== The records
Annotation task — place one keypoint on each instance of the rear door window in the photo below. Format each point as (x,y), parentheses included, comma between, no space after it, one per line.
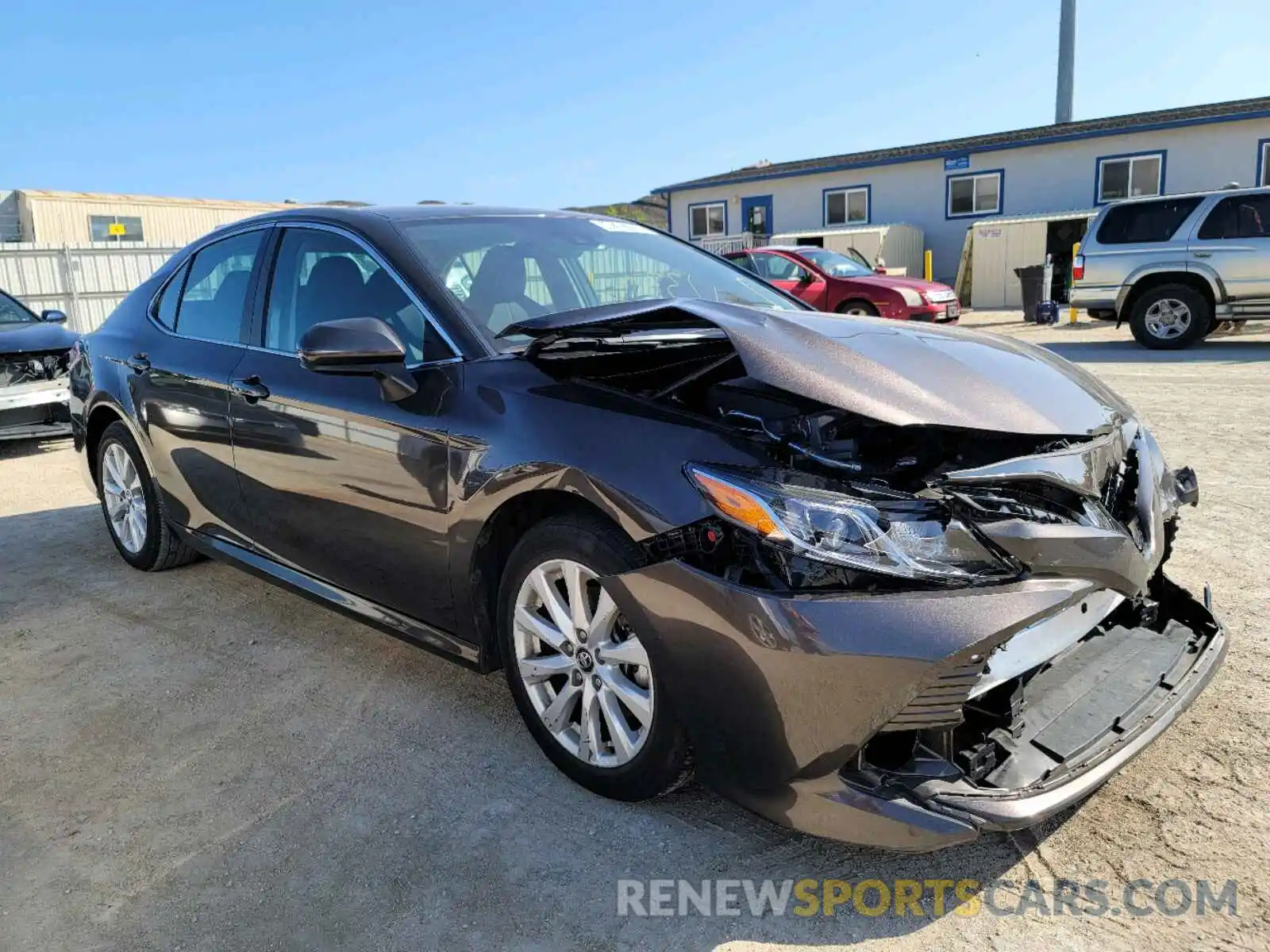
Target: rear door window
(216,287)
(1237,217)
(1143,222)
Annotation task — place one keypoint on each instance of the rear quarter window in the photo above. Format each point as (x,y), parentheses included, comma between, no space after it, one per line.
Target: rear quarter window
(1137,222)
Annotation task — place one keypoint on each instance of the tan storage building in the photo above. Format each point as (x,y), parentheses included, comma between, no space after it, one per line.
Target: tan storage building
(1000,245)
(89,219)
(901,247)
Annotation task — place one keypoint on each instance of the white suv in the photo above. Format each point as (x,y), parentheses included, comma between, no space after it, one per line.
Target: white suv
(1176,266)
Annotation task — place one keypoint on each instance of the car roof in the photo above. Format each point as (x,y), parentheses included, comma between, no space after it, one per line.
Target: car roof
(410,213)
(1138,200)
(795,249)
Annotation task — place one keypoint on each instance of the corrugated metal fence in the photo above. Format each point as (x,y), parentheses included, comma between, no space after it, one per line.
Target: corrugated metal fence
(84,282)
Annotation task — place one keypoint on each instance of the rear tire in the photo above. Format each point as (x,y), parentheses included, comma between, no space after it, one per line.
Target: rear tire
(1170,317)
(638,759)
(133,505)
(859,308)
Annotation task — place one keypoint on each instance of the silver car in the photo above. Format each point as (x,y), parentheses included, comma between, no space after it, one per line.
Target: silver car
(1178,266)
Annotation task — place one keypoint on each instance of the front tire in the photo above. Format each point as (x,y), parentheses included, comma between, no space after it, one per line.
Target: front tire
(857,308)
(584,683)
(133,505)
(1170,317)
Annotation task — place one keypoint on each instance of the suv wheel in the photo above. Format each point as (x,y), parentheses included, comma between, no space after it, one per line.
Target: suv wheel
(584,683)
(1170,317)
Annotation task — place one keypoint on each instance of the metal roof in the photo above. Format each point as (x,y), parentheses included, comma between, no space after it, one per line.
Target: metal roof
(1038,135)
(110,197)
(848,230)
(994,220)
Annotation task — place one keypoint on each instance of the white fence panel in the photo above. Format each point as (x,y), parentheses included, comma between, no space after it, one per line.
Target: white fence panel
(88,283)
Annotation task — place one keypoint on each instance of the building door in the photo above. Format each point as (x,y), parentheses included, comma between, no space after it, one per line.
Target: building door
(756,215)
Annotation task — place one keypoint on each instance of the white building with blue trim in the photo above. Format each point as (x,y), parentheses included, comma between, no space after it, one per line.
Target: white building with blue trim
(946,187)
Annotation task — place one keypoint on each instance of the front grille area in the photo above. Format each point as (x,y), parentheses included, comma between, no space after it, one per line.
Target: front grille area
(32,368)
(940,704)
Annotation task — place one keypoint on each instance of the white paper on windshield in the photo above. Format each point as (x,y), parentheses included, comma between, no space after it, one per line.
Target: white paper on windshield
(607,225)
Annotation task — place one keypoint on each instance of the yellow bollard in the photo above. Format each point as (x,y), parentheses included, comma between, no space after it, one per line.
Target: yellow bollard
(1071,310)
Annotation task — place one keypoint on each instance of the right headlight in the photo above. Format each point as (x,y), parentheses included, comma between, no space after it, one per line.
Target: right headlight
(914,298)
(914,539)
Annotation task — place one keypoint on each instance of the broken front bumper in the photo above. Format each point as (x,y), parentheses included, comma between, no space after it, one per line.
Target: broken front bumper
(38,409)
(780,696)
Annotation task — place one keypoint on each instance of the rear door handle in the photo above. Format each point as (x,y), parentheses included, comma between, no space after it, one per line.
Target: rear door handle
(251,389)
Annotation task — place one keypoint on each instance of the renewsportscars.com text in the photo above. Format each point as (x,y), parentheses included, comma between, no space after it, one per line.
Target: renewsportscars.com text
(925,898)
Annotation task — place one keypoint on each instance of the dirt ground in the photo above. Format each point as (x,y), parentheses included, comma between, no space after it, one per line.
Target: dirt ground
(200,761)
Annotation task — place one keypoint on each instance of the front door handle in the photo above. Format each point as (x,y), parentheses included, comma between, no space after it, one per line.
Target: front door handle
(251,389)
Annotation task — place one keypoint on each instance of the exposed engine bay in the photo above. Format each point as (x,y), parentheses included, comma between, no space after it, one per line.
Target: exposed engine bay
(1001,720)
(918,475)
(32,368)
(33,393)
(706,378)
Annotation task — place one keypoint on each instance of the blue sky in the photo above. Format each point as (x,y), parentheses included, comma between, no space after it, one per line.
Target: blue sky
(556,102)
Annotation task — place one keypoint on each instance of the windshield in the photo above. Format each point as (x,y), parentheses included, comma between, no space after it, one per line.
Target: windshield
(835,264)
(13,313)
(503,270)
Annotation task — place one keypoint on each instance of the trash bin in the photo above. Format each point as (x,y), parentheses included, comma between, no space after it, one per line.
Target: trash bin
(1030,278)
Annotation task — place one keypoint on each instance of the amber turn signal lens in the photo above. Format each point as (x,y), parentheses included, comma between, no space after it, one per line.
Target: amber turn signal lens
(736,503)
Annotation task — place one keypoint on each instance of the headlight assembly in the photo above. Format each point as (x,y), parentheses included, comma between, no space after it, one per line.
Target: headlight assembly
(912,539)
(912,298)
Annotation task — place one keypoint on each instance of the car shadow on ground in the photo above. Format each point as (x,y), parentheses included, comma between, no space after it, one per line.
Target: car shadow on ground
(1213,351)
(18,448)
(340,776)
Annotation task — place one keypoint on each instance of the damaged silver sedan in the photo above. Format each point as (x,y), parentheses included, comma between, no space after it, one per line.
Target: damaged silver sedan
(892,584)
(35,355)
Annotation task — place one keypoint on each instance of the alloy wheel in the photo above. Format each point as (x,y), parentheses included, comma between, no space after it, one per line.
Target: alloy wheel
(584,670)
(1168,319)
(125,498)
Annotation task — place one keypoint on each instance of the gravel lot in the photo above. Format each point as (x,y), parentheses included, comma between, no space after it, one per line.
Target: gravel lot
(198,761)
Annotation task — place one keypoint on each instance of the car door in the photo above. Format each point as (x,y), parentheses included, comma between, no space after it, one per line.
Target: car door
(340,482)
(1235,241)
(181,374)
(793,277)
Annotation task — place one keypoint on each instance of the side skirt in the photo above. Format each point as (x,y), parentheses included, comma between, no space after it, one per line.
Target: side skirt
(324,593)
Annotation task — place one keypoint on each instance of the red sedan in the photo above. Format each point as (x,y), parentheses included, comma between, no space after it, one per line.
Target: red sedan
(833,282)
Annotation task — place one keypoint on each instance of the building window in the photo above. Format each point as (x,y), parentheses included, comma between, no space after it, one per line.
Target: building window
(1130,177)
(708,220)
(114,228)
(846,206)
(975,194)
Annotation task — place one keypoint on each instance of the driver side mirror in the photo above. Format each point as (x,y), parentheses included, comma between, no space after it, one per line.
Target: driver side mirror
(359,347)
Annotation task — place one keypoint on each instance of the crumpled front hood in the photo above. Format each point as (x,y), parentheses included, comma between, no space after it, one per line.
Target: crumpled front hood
====
▸ Written instruction
Nothing in the entries should change as you copy them, except that the pictures are left out.

▸ Answer in full
Annotation task — place one keypoint on each instance of the rear door window in the photo below. Format each point as (x,y), parentheses included, comma between, no space after it, one per line.
Target: rear door window
(216,287)
(1237,217)
(1143,222)
Annotation task — place one keypoint on each instance of the rear quarter window in the photo above. Format each point as (x,y), parentheses included, comma between, no space after it, one per line.
Target: rear quarter window
(1137,222)
Annotation task — place one keypoint on each instance of the tan storage building in the photo above. Format each point as (x,y), parentheses included, comma between, no space after it, one per line.
Target: tan storage building
(1000,245)
(89,219)
(901,247)
Annotation task — place one keypoint on each instance of the white suv in the photo above. Format each point as (x,y), parentheses included, comma between, no space after it, one per line.
Target: white suv
(1176,266)
Annotation task — place one keypoint on each instance of the car roof in the photo above. Format each point as (x,y), parentheses included, comma between, no space after it, one per line.
Target: car roof
(410,213)
(1138,200)
(795,249)
Annotation task — place one keypoint on each instance of the corrugated metal fence in the photo above. Format each point as (x,y), parentheses included, comma between, no space after it, one per line.
Target: corrugated metal fence
(84,282)
Annotation task — place one keypoint on each instance of the rear tire in the photo above. Format each point as (x,y), parentheses included, comma between, no space after it, one per line.
Target: rear tire
(1170,317)
(638,759)
(133,505)
(859,308)
Annotation task — place one keypoint on each instance of the silver car in the photo above. Format each point as (x,y), parentheses included, comma between, no space after it, one per line.
Target: silver car
(1178,266)
Annotation task — place one keypoint on each instance of the front tire in the photo above. Format each point as (x,y), parentheses included, comma between, no space after it, one per line.
Target: front tire
(857,308)
(584,683)
(133,505)
(1170,317)
Annotation task — place one keypoint on each instance of the suv wheel in the photo above. Format each point as (x,y), parentheses included, comma between, no space after it, one per line.
Target: suv wheel
(584,683)
(1170,317)
Annotation task — place one keypoint on each instance of the metal roof in the photo above. Format each point as (x,y), parentheses included, comma between, no space after it, one per line.
Target: metal roof
(1038,135)
(110,197)
(848,230)
(994,220)
Annotation task — place one keypoint on each instance of the white fence panel in the photo above. Format each point as (x,y), parentheses included, comma between, no space after it, one per line.
Target: white fence panel
(88,283)
Annotation task — place one keypoint on each instance of the building door in the photo above. Format each point as (x,y), parentheses included, comma between, no space after it, one per line.
Target: building door
(756,215)
Annotation task — place one keypoint on each instance of the white building with blue trim in the photo above. Format each point as (x,y), parentheses included, comma between, no space after it, one per line.
Target: white building with blue trim
(946,187)
Annotation task — place one keypoint on each instance of the front grille area in the photo above. Format each point as (x,y), parentheses included, comma between, no space after it, one per line.
Target: front grille area
(32,368)
(940,704)
Annotation task — place one keypoint on each instance of the white paper on windshield in the photo above. Format each point as (x,y), parentheses included, comma between, no space after it, one per line.
Target: white paper on windshield
(607,225)
Annotation task — place one keypoint on each instance of the yellow bollard in the photo above. Format each point as (x,y), parentheses included, comma between, no space after it, one per line.
Target: yellow bollard
(1071,310)
Annotation task — place one keypoint on each instance of the right headlight in the photo above. Format each point as (x,y), parentheses included, comma between, no space after it, one per line.
Target: right headlight
(914,298)
(914,539)
Annotation task — place one keypoint on each instance of the broken front bumper in the photo above. Format each point as (x,y), parentheses included, comma between, no space after it, one per line.
Target: broken front bumper
(38,409)
(780,696)
Annotation task — place one keypoint on each instance of the rear door handle in the photo above. Format each point as (x,y), parentheses included, comma between, no space after it, one per line.
Target: rear door handle
(251,389)
Annotation task — place one keypoint on each instance of the renewsportscars.com text in the photo above. Format each point as (x,y), parentheses included, comma between, no space after it, one per line.
Target: renewsportscars.com text
(925,898)
Annotation task — place one keypoint on each instance of the dirt ground in the photo above. Format each point as (x,y), parentheses included, comma between, no space after it, one per line.
Target: dirt ground
(200,761)
Annotation task — place one keypoint on each instance of the front door handle in the photo above. Format each point as (x,y), parentheses included, comma between, no space after it, one per line.
Target: front door handle
(251,389)
Annotation task — place one keypoint on each instance of the exposed engine bay in the photo above. Format each point as (x,y), parentheses included, comma between, no space after it, one per line.
Target: exposed engine bay
(1001,720)
(918,475)
(32,368)
(33,393)
(706,378)
Annotation task — place one keypoint on each instance of the blue sky in the photo above. Format each point as (x,y), parentheses included, comma between, no space after it, one per line.
Target: blue sky
(556,102)
Annotation task — place one keypoint on each instance of the windshield in the photo above. Format each point as (x,y), parentheses included, comma between, no space after it, one per line.
Target: windshield
(835,264)
(13,313)
(503,270)
Annotation task — place one keypoint on each instance of the trash bin in the photo above. Format each point as (x,y), parentheses included, comma between, no space after it, one per line.
Target: trash bin
(1030,278)
Annotation task — place one keypoint on each instance of the amber turn signal lens in the photo above. Format each point as (x,y), parentheses included, comma between, no space after it, one per line.
Target: amber turn signal lens
(736,503)
Annotation task — place one keypoint on each instance of the headlight assembly in the photo above. Format each point as (x,y), parentheses included, comma between, no space after it, one per line.
Target: headlight assembly
(912,539)
(912,298)
Annotation task — place one keypoint on each instance of the car shadow on ground in the photo above. Format each point as (x,y), parentheses included, comma between, no space after it, one per line.
Target: car shadow on ground
(1213,351)
(18,448)
(340,776)
Annotation task — place one keypoint on each instance of the damaged silver sedan in the photo above. Format each point as (x,y), parentheses included, comma between, no space after it, one per line.
Target: damaged silver sedan
(892,584)
(35,355)
Annotation task — place one keypoint on each instance of the alloy wheel in the photo above. Format each point as (x,y), parentheses included, comma between, no space after it, one per line.
Target: alloy wheel
(584,670)
(1168,319)
(125,498)
Annotation task — place one keypoint on each instance of the gravel lot in the photo above. Format each point as (x,y), parentheses included, comma between, no space after it, one per line.
Target: gravel lot
(198,761)
Annotation task — place one keypoint on each instance of the car door in the photo above. Format each point as (x,y), parentheses included, comma between, no space after it, one per line.
Target: car door
(340,482)
(1235,241)
(181,374)
(793,277)
Annotation task — place one keypoint on each instance of the side skirt in the photo above. Format each point as (x,y), parentheses included, comma between, no space after it, one per line.
Target: side skirt
(324,593)
Annotation task — place one keypoint on each instance of the red sedan in the photo above. Format each point as (x,y), parentheses included, comma between, no space after it, one per line.
Target: red sedan
(833,282)
Annotation task — place one keypoint on each instance of the building window in the photo above. Format each point as (x,y), parentheses included, comma between, no space after it, one per line.
Target: building window
(1130,177)
(708,220)
(114,228)
(846,206)
(975,194)
Annotation task — place one keypoint on each instance of the driver side mirror in the photo above. Format each point as (x,y), parentheses included, comma between, no space after it, one per line.
Target: driver side mirror
(359,347)
Annotation task — place one keypoint on each instance of the crumpled front hood in the photo above. Format each point as (x,y), parentheses included, comma between, no space after it, one per line.
Target: crumpled front hood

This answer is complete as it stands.